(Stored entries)
-----
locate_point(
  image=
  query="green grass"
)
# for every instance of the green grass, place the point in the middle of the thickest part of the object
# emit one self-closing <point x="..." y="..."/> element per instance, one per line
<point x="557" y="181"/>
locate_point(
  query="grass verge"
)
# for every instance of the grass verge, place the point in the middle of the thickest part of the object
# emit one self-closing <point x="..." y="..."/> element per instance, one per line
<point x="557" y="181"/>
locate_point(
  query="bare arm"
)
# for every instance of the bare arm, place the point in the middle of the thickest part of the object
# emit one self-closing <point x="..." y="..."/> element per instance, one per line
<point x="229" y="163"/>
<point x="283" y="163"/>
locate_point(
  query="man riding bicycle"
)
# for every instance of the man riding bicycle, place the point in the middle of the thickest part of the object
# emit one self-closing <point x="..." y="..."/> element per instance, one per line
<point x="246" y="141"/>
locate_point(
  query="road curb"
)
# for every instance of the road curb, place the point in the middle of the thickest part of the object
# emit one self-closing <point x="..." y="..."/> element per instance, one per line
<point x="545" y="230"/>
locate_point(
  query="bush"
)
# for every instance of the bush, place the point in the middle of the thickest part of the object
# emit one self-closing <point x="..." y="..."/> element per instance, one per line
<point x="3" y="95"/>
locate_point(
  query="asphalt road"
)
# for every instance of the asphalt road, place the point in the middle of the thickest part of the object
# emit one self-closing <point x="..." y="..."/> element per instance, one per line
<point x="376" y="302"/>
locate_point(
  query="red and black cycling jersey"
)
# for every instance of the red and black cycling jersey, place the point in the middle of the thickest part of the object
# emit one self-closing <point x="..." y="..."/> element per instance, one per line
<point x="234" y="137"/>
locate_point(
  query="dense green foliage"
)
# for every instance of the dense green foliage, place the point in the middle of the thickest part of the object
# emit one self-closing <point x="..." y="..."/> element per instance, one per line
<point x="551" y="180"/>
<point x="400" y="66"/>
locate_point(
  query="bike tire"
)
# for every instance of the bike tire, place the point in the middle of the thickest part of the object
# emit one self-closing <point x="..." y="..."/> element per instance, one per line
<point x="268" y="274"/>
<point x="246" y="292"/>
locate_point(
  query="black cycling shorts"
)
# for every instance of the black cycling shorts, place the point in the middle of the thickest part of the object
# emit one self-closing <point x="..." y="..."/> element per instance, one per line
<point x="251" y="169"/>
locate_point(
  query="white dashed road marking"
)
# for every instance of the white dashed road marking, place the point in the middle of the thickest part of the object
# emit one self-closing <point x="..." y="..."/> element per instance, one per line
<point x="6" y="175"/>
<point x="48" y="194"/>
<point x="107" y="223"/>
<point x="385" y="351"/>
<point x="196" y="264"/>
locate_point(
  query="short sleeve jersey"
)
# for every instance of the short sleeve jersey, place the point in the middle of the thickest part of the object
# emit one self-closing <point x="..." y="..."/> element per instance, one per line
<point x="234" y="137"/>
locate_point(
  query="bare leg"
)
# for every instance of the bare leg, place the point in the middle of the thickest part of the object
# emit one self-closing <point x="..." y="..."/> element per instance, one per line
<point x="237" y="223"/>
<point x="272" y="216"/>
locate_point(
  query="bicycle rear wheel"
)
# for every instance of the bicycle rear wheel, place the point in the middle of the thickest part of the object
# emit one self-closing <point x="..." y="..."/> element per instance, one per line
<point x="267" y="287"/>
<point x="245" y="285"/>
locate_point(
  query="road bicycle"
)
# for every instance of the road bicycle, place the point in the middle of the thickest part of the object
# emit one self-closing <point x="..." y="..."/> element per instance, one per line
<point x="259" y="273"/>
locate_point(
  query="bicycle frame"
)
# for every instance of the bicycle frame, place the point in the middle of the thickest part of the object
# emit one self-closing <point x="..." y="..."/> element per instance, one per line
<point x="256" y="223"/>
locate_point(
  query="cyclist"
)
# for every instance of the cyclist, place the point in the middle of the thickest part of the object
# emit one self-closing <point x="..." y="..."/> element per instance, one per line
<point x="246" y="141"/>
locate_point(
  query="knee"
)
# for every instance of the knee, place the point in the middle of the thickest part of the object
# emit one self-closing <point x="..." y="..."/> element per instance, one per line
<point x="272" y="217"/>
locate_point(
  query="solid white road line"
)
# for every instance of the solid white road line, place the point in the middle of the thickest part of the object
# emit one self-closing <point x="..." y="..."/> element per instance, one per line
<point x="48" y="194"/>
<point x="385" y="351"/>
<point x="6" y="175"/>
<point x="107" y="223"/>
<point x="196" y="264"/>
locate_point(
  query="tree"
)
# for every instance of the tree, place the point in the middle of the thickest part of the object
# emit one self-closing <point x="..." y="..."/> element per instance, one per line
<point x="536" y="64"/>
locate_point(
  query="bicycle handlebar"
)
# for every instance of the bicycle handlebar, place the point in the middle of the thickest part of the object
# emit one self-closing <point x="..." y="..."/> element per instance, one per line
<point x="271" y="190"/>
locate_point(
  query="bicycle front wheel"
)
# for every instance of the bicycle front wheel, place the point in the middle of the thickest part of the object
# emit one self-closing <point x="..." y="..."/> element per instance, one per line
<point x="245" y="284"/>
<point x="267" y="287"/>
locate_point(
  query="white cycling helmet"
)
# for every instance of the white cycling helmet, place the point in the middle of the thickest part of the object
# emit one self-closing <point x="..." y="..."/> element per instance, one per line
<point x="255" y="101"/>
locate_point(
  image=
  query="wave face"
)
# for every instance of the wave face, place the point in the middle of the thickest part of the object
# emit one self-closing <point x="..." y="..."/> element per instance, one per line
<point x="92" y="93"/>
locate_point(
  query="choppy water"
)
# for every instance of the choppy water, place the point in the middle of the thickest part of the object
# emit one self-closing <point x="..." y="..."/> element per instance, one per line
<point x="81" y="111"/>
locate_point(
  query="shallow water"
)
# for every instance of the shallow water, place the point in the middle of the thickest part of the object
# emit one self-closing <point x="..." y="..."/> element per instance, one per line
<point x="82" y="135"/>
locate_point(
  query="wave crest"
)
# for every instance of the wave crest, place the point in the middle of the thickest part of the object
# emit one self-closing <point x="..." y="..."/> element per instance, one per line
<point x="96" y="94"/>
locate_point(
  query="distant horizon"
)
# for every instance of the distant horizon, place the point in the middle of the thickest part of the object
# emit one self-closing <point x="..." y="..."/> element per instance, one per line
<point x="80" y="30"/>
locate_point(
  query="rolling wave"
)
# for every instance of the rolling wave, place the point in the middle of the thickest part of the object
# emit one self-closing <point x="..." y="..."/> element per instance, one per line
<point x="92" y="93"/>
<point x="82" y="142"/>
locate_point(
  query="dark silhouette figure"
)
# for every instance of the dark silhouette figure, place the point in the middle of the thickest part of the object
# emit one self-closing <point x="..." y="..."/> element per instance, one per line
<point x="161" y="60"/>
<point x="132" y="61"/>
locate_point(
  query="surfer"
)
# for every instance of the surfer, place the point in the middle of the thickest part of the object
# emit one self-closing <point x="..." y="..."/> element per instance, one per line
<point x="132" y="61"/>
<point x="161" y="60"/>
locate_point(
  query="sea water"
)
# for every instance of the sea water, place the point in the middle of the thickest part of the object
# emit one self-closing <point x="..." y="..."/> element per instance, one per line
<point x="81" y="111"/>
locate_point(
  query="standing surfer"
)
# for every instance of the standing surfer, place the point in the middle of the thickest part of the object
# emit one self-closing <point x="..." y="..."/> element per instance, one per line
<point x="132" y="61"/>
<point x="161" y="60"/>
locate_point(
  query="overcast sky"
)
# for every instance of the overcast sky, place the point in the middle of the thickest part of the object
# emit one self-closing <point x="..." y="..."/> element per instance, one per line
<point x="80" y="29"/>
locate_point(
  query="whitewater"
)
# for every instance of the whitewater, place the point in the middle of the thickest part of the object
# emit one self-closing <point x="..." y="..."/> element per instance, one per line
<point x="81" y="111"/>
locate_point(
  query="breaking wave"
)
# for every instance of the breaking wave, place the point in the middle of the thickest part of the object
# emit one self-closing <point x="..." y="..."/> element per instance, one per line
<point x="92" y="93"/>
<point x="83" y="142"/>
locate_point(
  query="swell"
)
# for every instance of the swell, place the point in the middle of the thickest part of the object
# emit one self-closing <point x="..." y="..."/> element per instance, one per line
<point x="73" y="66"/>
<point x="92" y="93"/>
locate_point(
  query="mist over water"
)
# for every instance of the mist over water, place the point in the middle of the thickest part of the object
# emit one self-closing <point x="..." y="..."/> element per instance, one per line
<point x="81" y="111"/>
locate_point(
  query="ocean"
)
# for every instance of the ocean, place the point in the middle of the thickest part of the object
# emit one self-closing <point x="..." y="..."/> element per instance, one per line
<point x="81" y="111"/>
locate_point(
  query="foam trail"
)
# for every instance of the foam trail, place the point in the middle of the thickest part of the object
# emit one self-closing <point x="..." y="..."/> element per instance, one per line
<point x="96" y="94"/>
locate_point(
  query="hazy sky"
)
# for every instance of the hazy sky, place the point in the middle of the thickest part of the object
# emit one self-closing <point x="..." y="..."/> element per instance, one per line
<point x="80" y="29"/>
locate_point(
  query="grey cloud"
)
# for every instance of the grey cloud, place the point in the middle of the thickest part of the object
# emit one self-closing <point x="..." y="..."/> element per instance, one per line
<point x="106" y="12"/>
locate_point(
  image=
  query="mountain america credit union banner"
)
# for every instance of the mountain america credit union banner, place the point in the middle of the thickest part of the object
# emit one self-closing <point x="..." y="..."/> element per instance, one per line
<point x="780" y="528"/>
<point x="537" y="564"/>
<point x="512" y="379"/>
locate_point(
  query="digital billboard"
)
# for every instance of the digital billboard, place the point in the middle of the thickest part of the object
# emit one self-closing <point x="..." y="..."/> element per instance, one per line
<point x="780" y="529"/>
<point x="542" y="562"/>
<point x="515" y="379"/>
-----
| Aim |
Gather every line in the listing above that contains the word "choppy", and copy each one.

| The result |
  query="choppy water"
# for every instance of the choppy water, place the point in the middle of the thickest part of the object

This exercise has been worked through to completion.